* _PROMPT_: Edit the records below so that "largest circle" reads "biggest circle" everywhere, changing nothing else, and leave the pictures out of your version.

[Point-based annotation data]
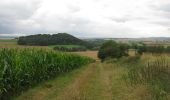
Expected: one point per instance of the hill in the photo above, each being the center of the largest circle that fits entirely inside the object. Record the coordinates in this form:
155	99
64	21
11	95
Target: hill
55	39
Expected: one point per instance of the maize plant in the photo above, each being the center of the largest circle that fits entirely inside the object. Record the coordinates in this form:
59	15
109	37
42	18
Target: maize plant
23	68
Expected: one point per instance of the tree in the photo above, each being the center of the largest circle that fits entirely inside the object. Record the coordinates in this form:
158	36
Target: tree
111	49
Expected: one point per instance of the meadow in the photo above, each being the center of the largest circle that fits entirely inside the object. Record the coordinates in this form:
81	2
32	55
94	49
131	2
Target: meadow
40	73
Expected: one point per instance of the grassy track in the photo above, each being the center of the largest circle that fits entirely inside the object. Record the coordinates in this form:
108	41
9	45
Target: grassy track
94	82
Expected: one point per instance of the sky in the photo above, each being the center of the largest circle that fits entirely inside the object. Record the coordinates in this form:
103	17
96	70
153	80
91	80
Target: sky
86	18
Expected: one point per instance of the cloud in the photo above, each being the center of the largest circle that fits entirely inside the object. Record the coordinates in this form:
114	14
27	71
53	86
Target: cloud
86	18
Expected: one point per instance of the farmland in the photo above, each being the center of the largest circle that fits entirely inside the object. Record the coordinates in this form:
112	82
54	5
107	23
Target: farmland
40	73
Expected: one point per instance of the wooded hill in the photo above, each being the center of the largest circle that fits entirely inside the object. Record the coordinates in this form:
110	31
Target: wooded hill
55	39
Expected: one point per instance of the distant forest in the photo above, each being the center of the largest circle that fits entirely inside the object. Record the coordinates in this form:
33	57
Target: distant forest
55	39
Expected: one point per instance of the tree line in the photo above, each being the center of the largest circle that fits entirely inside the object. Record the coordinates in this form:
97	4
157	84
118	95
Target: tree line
55	39
153	49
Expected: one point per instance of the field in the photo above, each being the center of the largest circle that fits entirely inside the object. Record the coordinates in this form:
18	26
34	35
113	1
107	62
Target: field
136	77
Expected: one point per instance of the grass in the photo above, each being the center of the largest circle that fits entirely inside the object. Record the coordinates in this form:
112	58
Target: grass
65	46
154	73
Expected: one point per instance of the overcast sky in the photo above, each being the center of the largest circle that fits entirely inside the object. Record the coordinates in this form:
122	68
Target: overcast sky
86	18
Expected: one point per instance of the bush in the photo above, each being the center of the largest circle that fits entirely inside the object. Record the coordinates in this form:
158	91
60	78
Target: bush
111	49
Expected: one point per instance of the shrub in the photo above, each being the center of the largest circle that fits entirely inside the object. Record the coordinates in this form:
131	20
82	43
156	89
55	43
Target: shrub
111	49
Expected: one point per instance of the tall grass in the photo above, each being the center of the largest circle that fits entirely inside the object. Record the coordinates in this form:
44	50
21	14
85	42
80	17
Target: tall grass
155	74
23	68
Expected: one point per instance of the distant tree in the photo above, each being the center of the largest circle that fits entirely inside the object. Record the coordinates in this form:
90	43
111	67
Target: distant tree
55	39
111	49
141	49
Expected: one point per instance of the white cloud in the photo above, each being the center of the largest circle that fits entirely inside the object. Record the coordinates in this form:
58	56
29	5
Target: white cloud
90	18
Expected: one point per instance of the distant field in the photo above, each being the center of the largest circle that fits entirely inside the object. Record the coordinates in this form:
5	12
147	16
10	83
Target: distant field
65	46
92	54
12	43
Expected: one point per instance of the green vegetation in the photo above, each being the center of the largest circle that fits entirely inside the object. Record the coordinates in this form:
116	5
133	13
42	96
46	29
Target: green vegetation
111	49
55	39
69	48
153	72
8	40
23	68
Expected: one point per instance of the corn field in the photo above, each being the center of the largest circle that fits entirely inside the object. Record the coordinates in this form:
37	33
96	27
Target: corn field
23	68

* _ANSWER TO THIS EXERCISE_:
Expected: one point per instance of the hill in the photo above, each being the center of the biggest circle that fits entirely inside the object. Record the coordinates in this form:
155	99
64	21
11	95
Target: hill
55	39
Expected: one point per instance of the maize plant in the photo above, each being the center of the biggest circle that fits entirely inside the object. Record the coordinates in this form:
59	15
109	37
42	18
Target: maize plant
23	68
Expected: one point per instance of the tree in the photo above, each being the center of the biggest circle that fits entirely inside the object. Record the coordinates in this form:
158	36
Target: tree
111	49
Expected: one point per instance of the meadow in the photo above, each being the center of the biggest circle that fits entirely inside the object. Record the coordinates in this form:
81	2
32	55
94	49
131	2
Target: meadow
40	73
Expected: one point per instance of the grassy track in the photo above, each being the center of the biggest circle that fits entirely inside the object. Record the coordinates in this form:
108	41
9	45
Target: grassy track
94	82
Expected: one point per instance of the sky in the photo above, each being the center of the biggest circle that fits entirely inside the object. Record the coordinates in this form:
103	17
96	70
153	80
91	80
Target: sky
86	18
Expected: one point per instance of the cloud in the photo above, each being the center of the biggest circle that fits entirely inside the object. Record the coordinates in this form:
114	14
27	71
53	86
Target: cloud
86	18
Expected: one point per instance of the farmland in the photo above, each being the center of the biggest circle that fits entirely inside the object. Record the coordinates in this form:
112	82
54	5
107	23
Target: farmland
40	73
Expected: one point per instance of the wooded hill in the photo above, each being the center of the biggest circle that fits entirely inside the object. Record the coordinates in this form:
110	31
Target: wooded hill
55	39
Expected: one point per instance of the distant forest in the photo above, each being the center of the biggest circle that fits entirely inside the object. Record the coordinates in this form:
33	57
Target: distant forest
55	39
Expected: one point per instance of the tree line in the photo above, each being the center of the biggest circle that fits entirely inside the object. Record the coordinates in this form:
97	4
157	84
118	95
Target: tree line
55	39
153	49
Expected: one point per instance of the field in the photo above, each being the center of the biggest circle that fits entirely inside the object. Record the coordinates in this form:
18	26
34	35
113	1
107	62
Target: field
136	77
Expected: one point per instance of the grass in the photo above, each being the center of the biggest circle that fits entirely inside the object. Record the coordinates in this form:
112	58
Target: grass
65	46
154	73
Expected: one point per instance of the overcast sky in the photo above, each being the center of the biggest circle that fits entirely inside the object. Record the coordinates in this form:
122	68
Target: overcast sky
86	18
Expected: one point per instance of the bush in the photo above, each being the center of the biggest circle that fits entirely inside the object. Record the coordinates in this form:
158	91
60	78
Target: bush
111	49
Expected: one point per instance of the shrub in the photo above, each being the center of the biggest circle that fits entirely inside the object. Record the coordinates in this form:
131	20
82	43
156	89
55	43
Target: shrub
111	49
Expected: one point per instance of the tall grass in the photo above, each being the center of the biggest circle that fits entirely inside the object. Record the coordinates in this form:
44	50
21	14
85	42
80	17
Target: tall grass
155	74
23	68
Expected: one point per instance of the distant tree in the photo above, each being the center of the biggest circle that fits entirely inside the object. Record the coordinates in this form:
90	43
111	67
Target: distant tree
55	39
111	49
141	49
Expected: one point per instance of the white cloud in the photo above, each being the center of the biggest circle that fits entirely inside the object. Record the coordinates in this form:
58	56
29	5
Target: white cloud
90	18
Expected: one point per instance of the distant field in the photo above, each being the center of the biggest circle that fits entirely inside the object. Record the coordinates in this form:
5	12
147	16
10	83
Target: distant field
65	46
92	54
12	43
Expected: one point per instance of the green vegetation in the photo above, each being the center of the biggest circle that fits entirely inside the object. Record the coordinates in this form:
116	5
133	13
42	96
46	29
Target: green vegetation
111	49
55	39
69	48
153	72
8	40
23	68
Expected: one point per instance of the corn field in the photo above, each being the center of the biggest circle that fits entirely inside the object. Record the coordinates in this form:
37	33
96	27
Target: corn field
23	68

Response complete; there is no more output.